Task statement —
Please list every television show that the blog posts below mention by title.

Extract to read —
Thursday, April 29, 2010

Fooled Again.

I happened to turn on "The Blues Brothers" last week and saw Ray Charles et al performing "Shake a Tail Feather." I had forgotten about it all together. Here it is:

Only last week, I found this Hanson video. Yes, you read right: HANSON VIDEO. I loved it. While it was a little dance mob-y, which I'm getting a little tired of, there was something a little organic about it, like how you can hear the audio of the dance, i.e. foot scuffs.

Thinking 'Bout Somethin'

HANSON | MySpace Music Videos

So is Hanson cool because they payed homage to the cool movie "The Blues Brothers," or lame because they couldn't do something cool on their own?

I found this video because Weird Al tweeted about it. I think he directed it, and yes, he's in the video too. Want to waste 2 hours? Go to YouTube and rediscover how brilliant Weird Al's videos are. Al dressed as a Padawan? Nerd boner!

I am a fan of homage. Hell, I follow Weird Al's tweets, for goodness sake! Also, most of you know about my "Shawn of the Dead" devotion, the ultimate zombie movie homage.

The difference between homage and ripping off is if there's respect; a tribute paid. Ripping off is just capitalizing on someone else's success.

Friday, April 16, 2010

Colbert Bender.

Hello, my name is Catherine, and I'm on a Colbert Bender.

Many of my friends and readers (but why, if they aren't my friends, do they read this tripe?) know I have the kind of benign addictive personality that, when the (extended) mood strikes, will make me consume some sort of entertainment ad infinitum.

Well, it's Stephen Colbert's turn.

This last month has been a blur, and it is owing in no small part to my brother-in-law teaching me how to download torrents. I got all three seasons of "Strangers With Candy," and the short-lived but important "Exit 57," a sketch show with Amy Sedaris and Paul Dinello (on whom I could also develop a crush, if I could see him in more stuff).

Note: I unwittingly pushed our household over our downloading limit for the month and will have to pay the penalty when the bill comes in. Worth it? Yes. Yes, it is.

Early Colbert.

My earliest introduction to Colbert was on "The Daily Show with Jon Stewart," where he was not only a correspondent, but I believe was the first Senior Correspondent. Ooh-la-la. This was the Petri dish where Colbert developed his hard-nosed, windbag, right-wing newsman character that he uses on "The Colbert Report."

Recorded data —
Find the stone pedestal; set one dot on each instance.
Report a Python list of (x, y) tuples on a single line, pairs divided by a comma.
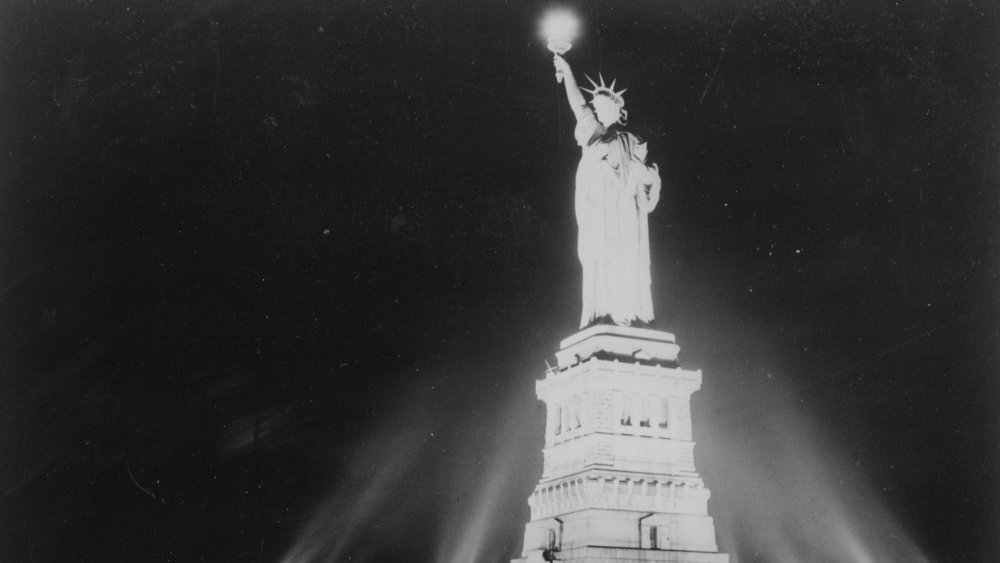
[(619, 482)]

Result for this task —
- "Strangers With Candy"
- "Exit 57"
- "The Daily Show with Jon Stewart"
- "The Colbert Report"